▶ _Text_:

>>>

My pet won't stop licking it's paws!
A dog licking at their paws is a common complaint seen amongst our vets and the common question asked from the pet parent is ‘why is my pet continually licking its paws?’
Unfortunately, there is no simple answer to this question. The act of a pet compulsively licking at their paws can be caused by a number of different factors. There is normally an initial reason for licking the area; an insect bite, a small cut or underlying allergies are common triggers. The situation then becomes complicated. Infection can set in and the act of licking can then become a compulsive behavioural habit. If the licking becomes a compulsive habit, often a small lesion appears and progressively gets worse, this is known as a ‘Lick Granuloma’
What is a lick granuloma?
A lick granuloma is an open, irritant sore on the skin and they are normally found on the carpal (wrist) joints on the front legs of dogs. They are less commonly found in female dogs and are very rarely diagnosed in cats.
What causes a lick granuloma?

<<<

▶ _Input data_:
>>>

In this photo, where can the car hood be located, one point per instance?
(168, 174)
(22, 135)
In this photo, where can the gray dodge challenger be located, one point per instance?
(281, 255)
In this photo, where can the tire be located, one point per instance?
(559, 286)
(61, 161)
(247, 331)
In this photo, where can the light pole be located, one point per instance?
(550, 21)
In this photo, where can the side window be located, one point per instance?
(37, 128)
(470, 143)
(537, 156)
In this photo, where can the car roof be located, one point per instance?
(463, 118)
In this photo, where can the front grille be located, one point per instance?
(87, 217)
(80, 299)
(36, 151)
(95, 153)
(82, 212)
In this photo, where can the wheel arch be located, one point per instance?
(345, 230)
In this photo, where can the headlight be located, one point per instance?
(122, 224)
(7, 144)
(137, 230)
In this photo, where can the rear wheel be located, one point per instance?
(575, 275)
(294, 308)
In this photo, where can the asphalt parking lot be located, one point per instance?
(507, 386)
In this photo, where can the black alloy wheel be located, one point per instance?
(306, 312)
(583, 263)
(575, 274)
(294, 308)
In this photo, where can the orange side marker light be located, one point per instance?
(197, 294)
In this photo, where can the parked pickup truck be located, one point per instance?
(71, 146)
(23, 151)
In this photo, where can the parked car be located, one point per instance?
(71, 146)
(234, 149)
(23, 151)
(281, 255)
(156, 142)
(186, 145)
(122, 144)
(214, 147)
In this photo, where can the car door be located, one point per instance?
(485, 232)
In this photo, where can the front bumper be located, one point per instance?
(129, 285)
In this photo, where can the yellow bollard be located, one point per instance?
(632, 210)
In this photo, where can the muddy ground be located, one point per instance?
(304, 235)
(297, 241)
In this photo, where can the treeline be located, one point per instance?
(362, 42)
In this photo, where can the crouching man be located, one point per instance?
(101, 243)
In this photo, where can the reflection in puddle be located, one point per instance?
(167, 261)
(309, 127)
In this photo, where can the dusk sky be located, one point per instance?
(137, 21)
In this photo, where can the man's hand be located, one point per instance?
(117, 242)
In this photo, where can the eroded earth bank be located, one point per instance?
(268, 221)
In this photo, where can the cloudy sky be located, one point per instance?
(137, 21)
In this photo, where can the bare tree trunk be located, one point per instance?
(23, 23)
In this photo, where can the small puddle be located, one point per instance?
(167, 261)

<<<

▶ _Your goal_: Copy the text on paw licking word for word, from "A lick granuloma is" up to and including "causes a lick granuloma?". You can set the lines above aside.

▶ _Response_:
A lick granuloma is an open, irritant sore on the skin and they are normally found on the carpal (wrist) joints on the front legs of dogs. They are less commonly found in female dogs and are very rarely diagnosed in cats.
What causes a lick granuloma?